## Directives
a. Reproduce the passage on the kinnor word for word, starting with "The reader will" and going on through "kinnor was devoted.".
b. Scale the dataset rows starting with the line containing "Expected: for every instance of the roller ski wheel" and going on through the line containing "x=527 y=134". Rewrite only those lines in full, requests included, with each x and y coordinate in the answers multiplied by 0.25 and rounded to a whole number, halves rounding up.

## Selection
The kinnor was made of wood-David made it of berosh, but it is recorded that Solomon made some of almug wood for use in the Temple (i Kings x. 12). Whatever be the exact wood signified by almug, the value of it was evidently very great.* The kinnor was one of the instruments mentioned by Laban the Syrian, as before noticed, a fact which goes far to prove its Syrian origin, although it seems to have been considered Phoenician by some of the ancients. The name is traced to a Syrian root-kinroth. The instrument was used on joyous occasions-on the bringing back of the ark (I Chron. xvi. 4-6), the account of which shows the importance attached to proficiency on the part of the performers : " And he appointed certain of the Levites to minister before the ark of the Lord, and to record, and to thank . . . the Lord God of Israel . . . Jeiel with psalteries and with kinnors; but Asaph made a sound with cymbals; Benaiah also and Jahaziel the priests with trumpets continually before the ark of the covenant of God." Again, in I Chron. xxv. 3, the kinnor was ordered to be used by high and important families, as an accompaniment to their prophecy. The sons of Jeduthun are mentioned as prophesying with a kinnor. It was also carried by wandering female minstrels-the " Bayadères of to-day-whose character was bad, if one may judge from the allusion to them in Isa. xxiii. 16, where the prophet utters thoughts of indignant irony against Tyre : " Take a kinnor, go about the city, thou harlot that hast been forgotten ; make sweet melody, sing many songs, that thou mayest be remembered." The people under Jehoshaphat, returning with joy to Jerusalem after overcoming the Moabites, made joyful sounds with psalteries and kinnors and trumpets " (2 Chron. xx. 28). The carrying of the kinnor by the captives in Babylon has before been alluded to. It was also the instrument which, touched by the hand of the youthful and God-beloved David, drove away the wicked spirit of Saul : " And it came to pass, when the evil spirit from God was upon Saul, that David took a kinnor, and played with his hand : so Saul was refreshed, and was well, and the evil spirit departed from him " ( Sam. xvi. 23).

The reader will by this time have balanced the probabilities as to the nature and construction of the kinnor; and most likely he will conclude that it was either a guitar or more probably a lyre, a belief which seems to be gaining ground, on account of the aptitude of such instruments for the uses to which the kinnor was devoted.

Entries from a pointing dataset
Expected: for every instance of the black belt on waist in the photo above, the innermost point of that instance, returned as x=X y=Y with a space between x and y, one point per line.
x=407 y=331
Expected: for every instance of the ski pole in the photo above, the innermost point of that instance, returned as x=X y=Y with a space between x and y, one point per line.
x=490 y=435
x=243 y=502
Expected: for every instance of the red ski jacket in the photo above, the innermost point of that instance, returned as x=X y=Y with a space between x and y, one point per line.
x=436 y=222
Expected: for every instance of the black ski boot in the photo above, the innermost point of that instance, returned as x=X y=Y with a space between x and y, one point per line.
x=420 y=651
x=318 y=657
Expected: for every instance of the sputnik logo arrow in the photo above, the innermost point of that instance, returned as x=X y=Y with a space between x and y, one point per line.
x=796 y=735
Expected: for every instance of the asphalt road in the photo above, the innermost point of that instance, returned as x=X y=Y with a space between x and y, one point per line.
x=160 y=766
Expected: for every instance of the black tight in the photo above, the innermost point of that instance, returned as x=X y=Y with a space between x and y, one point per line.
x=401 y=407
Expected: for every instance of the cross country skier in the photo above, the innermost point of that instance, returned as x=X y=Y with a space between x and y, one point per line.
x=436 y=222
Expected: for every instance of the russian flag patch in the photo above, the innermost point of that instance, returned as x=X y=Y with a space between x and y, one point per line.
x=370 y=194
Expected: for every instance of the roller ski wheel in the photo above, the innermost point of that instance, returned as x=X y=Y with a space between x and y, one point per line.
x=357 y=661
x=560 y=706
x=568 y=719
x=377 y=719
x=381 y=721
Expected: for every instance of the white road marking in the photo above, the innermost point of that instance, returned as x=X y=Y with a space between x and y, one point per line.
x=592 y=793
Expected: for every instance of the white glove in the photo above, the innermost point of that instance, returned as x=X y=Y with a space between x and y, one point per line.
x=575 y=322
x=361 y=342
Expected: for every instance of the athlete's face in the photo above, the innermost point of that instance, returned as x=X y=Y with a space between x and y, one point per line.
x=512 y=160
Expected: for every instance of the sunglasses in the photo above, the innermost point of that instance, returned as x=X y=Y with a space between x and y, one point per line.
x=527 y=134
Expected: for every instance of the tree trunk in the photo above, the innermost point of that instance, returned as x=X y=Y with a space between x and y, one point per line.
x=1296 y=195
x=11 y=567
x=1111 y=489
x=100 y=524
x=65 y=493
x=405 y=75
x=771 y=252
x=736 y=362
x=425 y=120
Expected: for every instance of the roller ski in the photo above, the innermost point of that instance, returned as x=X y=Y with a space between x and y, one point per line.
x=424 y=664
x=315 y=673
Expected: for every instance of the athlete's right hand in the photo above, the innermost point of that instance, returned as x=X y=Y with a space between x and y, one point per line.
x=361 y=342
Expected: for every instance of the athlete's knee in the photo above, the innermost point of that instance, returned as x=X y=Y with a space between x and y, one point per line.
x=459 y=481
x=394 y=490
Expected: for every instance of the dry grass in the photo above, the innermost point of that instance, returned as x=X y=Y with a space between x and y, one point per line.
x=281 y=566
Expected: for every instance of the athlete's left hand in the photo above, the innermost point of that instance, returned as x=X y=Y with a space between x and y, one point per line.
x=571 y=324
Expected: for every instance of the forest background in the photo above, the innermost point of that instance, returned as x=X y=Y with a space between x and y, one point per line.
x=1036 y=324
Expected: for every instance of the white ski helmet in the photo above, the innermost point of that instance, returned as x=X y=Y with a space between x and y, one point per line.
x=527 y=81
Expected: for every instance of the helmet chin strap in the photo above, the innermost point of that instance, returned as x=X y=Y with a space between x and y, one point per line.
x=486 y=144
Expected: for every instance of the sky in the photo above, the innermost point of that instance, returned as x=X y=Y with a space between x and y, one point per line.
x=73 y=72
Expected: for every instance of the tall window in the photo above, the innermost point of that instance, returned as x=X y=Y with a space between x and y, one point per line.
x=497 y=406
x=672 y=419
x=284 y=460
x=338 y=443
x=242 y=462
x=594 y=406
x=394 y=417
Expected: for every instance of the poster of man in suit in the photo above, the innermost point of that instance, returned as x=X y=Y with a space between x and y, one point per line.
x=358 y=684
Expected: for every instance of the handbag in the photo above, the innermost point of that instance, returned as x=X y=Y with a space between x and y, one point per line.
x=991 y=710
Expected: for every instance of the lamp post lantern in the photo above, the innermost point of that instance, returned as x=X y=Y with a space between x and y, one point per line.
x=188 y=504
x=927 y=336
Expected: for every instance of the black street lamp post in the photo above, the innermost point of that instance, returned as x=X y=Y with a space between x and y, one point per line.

## Answers below
a.
The reader will by this time have balanced the probabilities as to the nature and construction of the kinnor; and most likely he will conclude that it was either a guitar or more probably a lyre, a belief which seems to be gaining ground, on account of the aptitude of such instruments for the uses to which the kinnor was devoted.

b.
Expected: for every instance of the roller ski wheel in the photo above, the innermost point of that instance, returned as x=X y=Y with a space between x and y, one point per line.
x=89 y=165
x=140 y=177
x=142 y=180
x=94 y=180
x=95 y=180
Expected: for every instance of the white road marking in the photo above, the innermost point of that instance, returned as x=X y=Y with a space between x and y, one point per line.
x=148 y=198
Expected: for every instance of the white glove in the photo above, the innermost point of that instance, returned as x=X y=Y with a space between x and y, one point per line.
x=144 y=81
x=90 y=86
Expected: for every instance of the athlete's face in the photo above, the innermost point of that instance, returned as x=X y=Y with a space between x and y, one point per line.
x=128 y=40
Expected: for every instance of the sunglasses in the photo above, the innermost point of that instance, returned as x=X y=Y with a space between x and y, one point per line.
x=132 y=34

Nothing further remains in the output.